_Source passage_.
+ + + + +

DEVELOPMENT QUESTION OF THE WEEK

Q: In times of limited land supply, challenging lending requirements and inflated material prices, how can historic tax credits help open up alternative development opportunities?

A: The Federal Historic Preservation Tax Incentives program – and the state programs that mimic it – was created to “encourage private sector investment in the rehabilitation and re-use of historic buildings”.  The federal program is administered by the National Park Service and the Internal Revenue Service, in partnership with State Historic Preservation Offices (SHPOs). Through the program, the rehabilitation of buildings listed on the National Register of Historic Places or located in established historic districts may be eligible for historic tax credits (HTCs) at both the state and federal levels, provided that the rehab work meets specific standards. The tax credits can then be used by the owner(s) to offset their income tax liability on a dollar-for-dollar basis.

HTCs can be a true win-win-win proposition.

The HTC program is an example of public-private partnership that meets in a reasonable middle to bridge a critical financial gap and create broadly-shared benefits.  As nicely summarized by Ogee Preservation and Neal Hefferren for Property Metrics:

“’Historic tax credits…are intended to make old buildings economically viable. Historic tax credits are not about restoring historic buildings to their original use and appearance…. Instead, tax credits encourage the preservation of original building materials, configurations, and appearance where possible while adapting the building for continued use in the modern world. The credits help offset the additional costs associated with the rehabilitation of historic buildings.

… Because historic projects are more labor-intensive, they provide more jobs than comparable new construction projects. Rehabilitation preserves not only historic buildings, but also precious natural resources. By rehabilitating a building rather than demolishing and building new, historic projects preserve the embodied energy in the building and avoid sending waste to the landfill. Preservationists everywhere know that the greenest building is the one already built.’

Additionally, rehabilitating these kinds of structures can spur surrounding development. Because many of these historic properties are in downtown areas, incenting their preservation and modernization can revitalize an entire downtown. Conversely, failing to do so can result in a neglected and dying downtown.”

Tax Incentives for Preserving Historic Properties

Federal credits:  It’s important to first note that Public Law No. 115-97 (Dec. 22, 2017) significantly modified the federal 20% Historic Rehabilitation Tax Credit and repealed the federal 10% tax credit for the rehabilitation of non-historic buildings.  See below for a discussion about the impacts of these changes.  Legislation has been drafted on multiple occasions since 2017 to reinstate – and even increase – these HTCs, but as of this writing no further modifications have been passed.

+ + + + +

_Data supplied_.
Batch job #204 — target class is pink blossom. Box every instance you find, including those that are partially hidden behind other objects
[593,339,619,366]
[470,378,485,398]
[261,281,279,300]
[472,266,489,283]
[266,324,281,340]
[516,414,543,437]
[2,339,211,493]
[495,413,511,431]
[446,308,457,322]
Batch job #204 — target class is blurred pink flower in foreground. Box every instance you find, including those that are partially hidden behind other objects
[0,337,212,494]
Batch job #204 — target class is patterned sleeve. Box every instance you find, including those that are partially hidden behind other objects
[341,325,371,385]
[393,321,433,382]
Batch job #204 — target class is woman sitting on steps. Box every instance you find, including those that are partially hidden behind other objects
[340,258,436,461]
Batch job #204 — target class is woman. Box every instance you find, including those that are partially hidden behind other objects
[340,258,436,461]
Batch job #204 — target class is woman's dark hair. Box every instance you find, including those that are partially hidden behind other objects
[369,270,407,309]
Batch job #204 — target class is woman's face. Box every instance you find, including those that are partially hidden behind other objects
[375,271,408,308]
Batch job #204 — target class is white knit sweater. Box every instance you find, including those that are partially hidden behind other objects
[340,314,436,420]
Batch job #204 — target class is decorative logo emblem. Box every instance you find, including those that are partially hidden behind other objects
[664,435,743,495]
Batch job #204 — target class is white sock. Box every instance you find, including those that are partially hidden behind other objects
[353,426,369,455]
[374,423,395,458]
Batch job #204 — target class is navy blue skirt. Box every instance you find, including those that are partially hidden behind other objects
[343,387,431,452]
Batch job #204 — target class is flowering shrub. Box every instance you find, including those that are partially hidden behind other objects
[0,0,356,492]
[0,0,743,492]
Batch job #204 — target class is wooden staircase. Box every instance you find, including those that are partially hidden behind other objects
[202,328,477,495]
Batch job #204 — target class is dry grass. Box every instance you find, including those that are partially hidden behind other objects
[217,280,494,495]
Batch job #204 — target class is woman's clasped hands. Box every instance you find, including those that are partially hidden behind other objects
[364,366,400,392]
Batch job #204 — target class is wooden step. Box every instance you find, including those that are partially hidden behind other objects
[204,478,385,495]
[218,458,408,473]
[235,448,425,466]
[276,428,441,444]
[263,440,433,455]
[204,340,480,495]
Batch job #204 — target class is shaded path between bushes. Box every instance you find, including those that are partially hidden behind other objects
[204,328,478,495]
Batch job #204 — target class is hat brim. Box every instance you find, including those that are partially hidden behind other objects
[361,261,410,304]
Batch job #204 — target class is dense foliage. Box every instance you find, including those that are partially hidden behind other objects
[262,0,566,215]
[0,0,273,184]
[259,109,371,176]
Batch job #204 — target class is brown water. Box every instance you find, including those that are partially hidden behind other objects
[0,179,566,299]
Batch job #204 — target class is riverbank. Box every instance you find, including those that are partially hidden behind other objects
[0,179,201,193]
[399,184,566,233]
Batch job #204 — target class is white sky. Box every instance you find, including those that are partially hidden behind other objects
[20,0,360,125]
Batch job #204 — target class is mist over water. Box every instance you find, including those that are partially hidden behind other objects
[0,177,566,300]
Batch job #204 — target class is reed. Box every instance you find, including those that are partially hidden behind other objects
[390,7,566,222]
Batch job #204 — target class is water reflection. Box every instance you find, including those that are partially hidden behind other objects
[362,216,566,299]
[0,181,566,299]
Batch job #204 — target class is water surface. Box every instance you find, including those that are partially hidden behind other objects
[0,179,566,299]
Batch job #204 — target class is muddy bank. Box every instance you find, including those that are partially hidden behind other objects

+ + + + +

_What this exercise asks_.
#1 Using the historic tax credit passage, decide whether each statement agrees with it. Answer yes or no for each and quote the deciding words.
(a) The federal program is run by the National Park Service and the Internal Revenue Service.
(b) Historic tax credits are meant to restore old buildings to their original use and appearance.
(c) Legislation reinstating the credits has been passed since 2017.
#2 In the historic tax credit passage, condense the paragraph beginning "A: The Federal Historic Preservation Tax Incentives program" into a bulleted list that keeps its main facts.
The entries above come from a separate source and are unrelated to the historic tax credit passage.

_Answers in order_.
#1
(a) Yes: "The federal program is administered by the National Park Service and the Internal Revenue Service"
(b) No: "Historic tax credits are not about restoring historic buildings to their original use and appearance"
(c) No: "as of this writing no further modifications have been passed"

#2
- Purpose: to encourage private sector investment in rehabilitating and re-using historic buildings. State programs mimic the federal one.
- Administration: the National Park Service and the Internal Revenue Service run the federal program, in partnership with State Historic Preservation Offices.
- Eligibility: rehabilitation of buildings listed on the National Register of Historic Places or located in established historic districts may qualify for state and federal historic tax credits, if the work meets specific standards.
- Use: owners can offset their income tax liability with the credits on a dollar-for-dollar basis.